▶ _WHAT NEEDS TO BE DONE_:
Once the line with "[point] carved stone" is found in the data, output it and each following line exactly, up to and including the line with "Target: overcast cloud", and nothing before or after.

▶ _RECORDS SHOWN_:

● ● ● ● ●

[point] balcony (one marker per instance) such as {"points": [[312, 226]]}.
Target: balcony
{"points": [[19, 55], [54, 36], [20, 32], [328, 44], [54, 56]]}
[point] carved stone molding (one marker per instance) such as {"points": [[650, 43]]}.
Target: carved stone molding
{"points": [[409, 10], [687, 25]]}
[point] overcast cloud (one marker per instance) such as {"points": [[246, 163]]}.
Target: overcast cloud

● ● ● ● ●

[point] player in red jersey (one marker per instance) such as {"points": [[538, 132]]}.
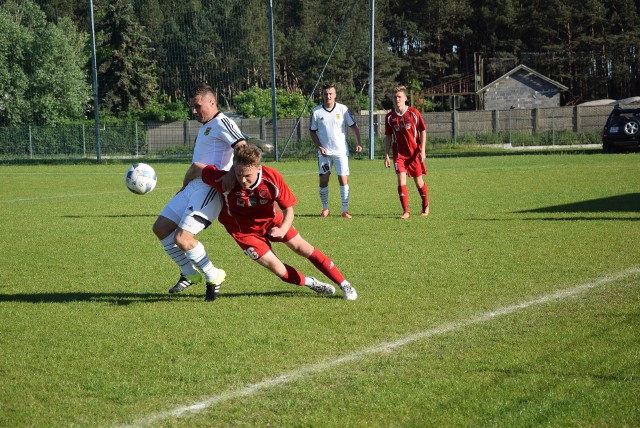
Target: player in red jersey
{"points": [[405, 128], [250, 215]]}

● ● ● ● ●

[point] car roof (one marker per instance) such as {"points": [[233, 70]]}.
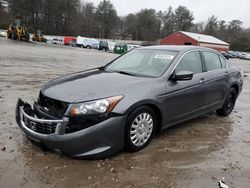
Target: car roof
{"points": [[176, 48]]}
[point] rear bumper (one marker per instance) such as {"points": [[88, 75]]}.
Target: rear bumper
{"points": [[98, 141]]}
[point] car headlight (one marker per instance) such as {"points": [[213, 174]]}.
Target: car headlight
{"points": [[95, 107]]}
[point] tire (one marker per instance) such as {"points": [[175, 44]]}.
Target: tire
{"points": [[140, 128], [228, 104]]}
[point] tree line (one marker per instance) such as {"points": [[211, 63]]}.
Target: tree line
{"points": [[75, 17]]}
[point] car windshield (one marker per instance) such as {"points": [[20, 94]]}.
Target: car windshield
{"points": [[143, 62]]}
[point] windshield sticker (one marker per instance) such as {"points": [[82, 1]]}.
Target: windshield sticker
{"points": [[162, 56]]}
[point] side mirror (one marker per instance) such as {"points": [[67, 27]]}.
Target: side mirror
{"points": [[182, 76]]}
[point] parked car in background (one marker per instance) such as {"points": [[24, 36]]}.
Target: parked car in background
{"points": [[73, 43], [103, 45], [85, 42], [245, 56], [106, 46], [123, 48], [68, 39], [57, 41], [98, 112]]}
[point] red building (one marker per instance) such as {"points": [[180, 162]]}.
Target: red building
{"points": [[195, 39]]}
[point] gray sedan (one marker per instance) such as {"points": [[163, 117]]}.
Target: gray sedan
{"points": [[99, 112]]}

● ● ● ● ●

▶ _EXERCISE RESPONSE_:
[point] carved stone molding (one marker per instance) such as {"points": [[650, 43]]}.
Target: carved stone molding
{"points": [[409, 10], [687, 25]]}
[point] overcast cloud (one marker per instance) such as {"points": [[246, 163]]}.
Target: overcast cloud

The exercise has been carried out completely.